§ TASK REQUIREMENTS
A. In the review, why does the referee limit the comments to the methodology section? Answer in one to three sentences.
B. Write out the records exactly, from their beginning up to and including the line containing "pixel 646 471".

━━━ SELECTION ━━━

Status: final response (author comments only)

RC1:
'Comment on egusphere-2024-186', Anonymous Referee #1, 25 Feb 2024

Review of Drought counteracts soil warming more strongly in the subsoil than in the topsoil according to a vertical microbial SOC model by Pallant et al.
The study by Pallant et al. aims to investigate the interactions between microbial depolymerization and climate change, specifically the influence of temperature and moisture on SOC decomposition and the differential response of soil layers to warming and drought, using the JSM model. Despite the study's promising title and significant potential contributions to future SOC research, it falls short in several key areas, preventing it from being a comprehensive study. In its present state, it seems incomplete, suitable at best for a sensitivity analysis within a broader, more thorough investigation. I recommend withholding publication until substantial improvements are made.
General comments:
The title's implication of a drought-focused study misaligns with the content, which predominantly consists of sensitivity tests devoid of any empirical assessment. The absence of observational data reduces the study to hypothetical model outputs, with an overemphasis on parameter sensitivity to temperature and moisture.
This study also overlooks other crucial dynamics in SOC, such as diffusion and advection, which could significantly influence SOC distribution within soil columns and thus its response to soil temperature and moisture changes. The omission of factors like soil texture and vegetation dynamics further limits the study's scope.
The introduction should be revised to avoid methodological details and instead provide a comprehensive overview of the factors controlling SOC dynamics. Additionally, the methodology does not adequately discuss SOC discretization or the interplay between the topsoil and subsoil layers.
I have confined my comments to the methodology section because the paper's foundation needs strengthening before the results and discussion can be meaningful.
Specific comments:
L20: Clarify the term "long-term" to provide proper context.
L20: Define "SOC-specific Q10" to elucidate its relevance to the study.
L21: Distinguish between "reduce" and "accelerated" processes to prevent ambiguity.
L23: Replace "SOC gain" with "SOC accumulation" to accurately reflect changes in SOC cycling during different environmental conditions.
L24: When using the term "decomposition rate," additional details should be provided for clarity. It might be preferable to use "SOC loss" for simplicity and better understanding.
L25-26: You need to be clearer. Maintain consistency in the comparison of temperature and moisture effects on both topsoil and subsoil.
L28-29: These assertions require supporting references for validation.
L34-35: The phrase "most important" is subjective and should be reworded to reflect that soil temperature and moisture are significant controlling factors. This section would benefit from an expanded discussion on the key factors that regulate soil dynamics.
L35: Clarify the term "de(stabilisation)" for better understanding.
L37-39: Reformulate these lines for enhanced clarity and readability.
L41: Specify the models referred to in this line.
L43-80: Shift the detailed methodological exposition to the methods section, using the introduction to provide a broader overview.
L83: A reference is missing and should be included.
L88: What about peatlands? Inclusion or exclusion of them would significantly change your findings. It is important to note that the moisture function, decomposition term, and vertical dynamics of SOC distinctly vary in wetland environments.
L95-99: Avoid repeating information from the methods section to streamline the text.
L113: Incorporate the previously mentioned introductory information here for coherence.
L115: Briefly explain each parameter, including those in Table 1, and cite the source of the formulations. Additionally, explain the rational for such formulation for DOC?

━━━ PROVIDED ENTRIES ━━━

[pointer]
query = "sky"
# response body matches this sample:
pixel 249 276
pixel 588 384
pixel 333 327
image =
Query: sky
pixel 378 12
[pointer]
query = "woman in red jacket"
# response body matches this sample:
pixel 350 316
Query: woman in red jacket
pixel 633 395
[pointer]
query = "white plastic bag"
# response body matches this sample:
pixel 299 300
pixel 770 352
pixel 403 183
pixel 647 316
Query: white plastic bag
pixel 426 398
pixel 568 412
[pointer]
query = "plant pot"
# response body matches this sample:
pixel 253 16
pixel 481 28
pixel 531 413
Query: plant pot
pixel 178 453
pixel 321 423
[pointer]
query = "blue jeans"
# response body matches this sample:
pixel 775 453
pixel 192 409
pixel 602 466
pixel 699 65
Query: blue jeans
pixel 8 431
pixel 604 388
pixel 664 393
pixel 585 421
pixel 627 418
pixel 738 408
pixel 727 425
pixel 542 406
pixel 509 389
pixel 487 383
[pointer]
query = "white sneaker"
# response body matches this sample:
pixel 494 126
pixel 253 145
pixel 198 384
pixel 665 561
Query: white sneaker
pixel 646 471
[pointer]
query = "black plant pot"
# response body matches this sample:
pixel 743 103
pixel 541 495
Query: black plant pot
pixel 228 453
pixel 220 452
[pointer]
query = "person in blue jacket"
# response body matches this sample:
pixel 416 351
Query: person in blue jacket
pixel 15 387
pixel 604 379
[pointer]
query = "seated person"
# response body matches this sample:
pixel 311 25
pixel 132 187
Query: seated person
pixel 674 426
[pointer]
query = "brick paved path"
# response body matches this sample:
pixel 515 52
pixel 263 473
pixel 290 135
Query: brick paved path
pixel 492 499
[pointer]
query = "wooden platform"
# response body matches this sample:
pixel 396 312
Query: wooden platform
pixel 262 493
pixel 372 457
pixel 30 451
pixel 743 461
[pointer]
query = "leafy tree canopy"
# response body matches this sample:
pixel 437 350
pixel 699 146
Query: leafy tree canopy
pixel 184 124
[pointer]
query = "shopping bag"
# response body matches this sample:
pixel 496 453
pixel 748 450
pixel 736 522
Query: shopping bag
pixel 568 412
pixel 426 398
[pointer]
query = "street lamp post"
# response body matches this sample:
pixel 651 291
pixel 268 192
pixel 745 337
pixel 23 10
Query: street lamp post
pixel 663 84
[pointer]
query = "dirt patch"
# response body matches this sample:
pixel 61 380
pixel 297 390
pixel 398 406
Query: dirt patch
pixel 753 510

━━━

§ TASK-BY-TASK RESULTS
A. The referee limits the comments to the methodology because the paper's foundation needs strengthening first. Until that is done, the results and discussion cannot be meaningful.

B.
[pointer]
query = "sky"
# response body matches this sample:
pixel 249 276
pixel 588 384
pixel 333 327
image =
Query: sky
pixel 378 12
[pointer]
query = "woman in red jacket"
# response body matches this sample:
pixel 350 316
Query: woman in red jacket
pixel 633 395
[pointer]
query = "white plastic bag"
# response body matches this sample:
pixel 299 300
pixel 770 352
pixel 403 183
pixel 647 316
Query: white plastic bag
pixel 426 398
pixel 568 412
[pointer]
query = "plant pot"
# response body matches this sample:
pixel 253 16
pixel 481 28
pixel 531 413
Query: plant pot
pixel 178 453
pixel 321 423
[pointer]
query = "blue jeans"
# response body matches this sample:
pixel 775 453
pixel 192 409
pixel 602 466
pixel 699 65
Query: blue jeans
pixel 8 431
pixel 604 388
pixel 664 393
pixel 585 421
pixel 627 418
pixel 738 408
pixel 727 425
pixel 542 406
pixel 509 389
pixel 487 383
[pointer]
query = "white sneaker"
# response body matches this sample:
pixel 494 126
pixel 253 145
pixel 198 384
pixel 665 561
Query: white sneaker
pixel 646 471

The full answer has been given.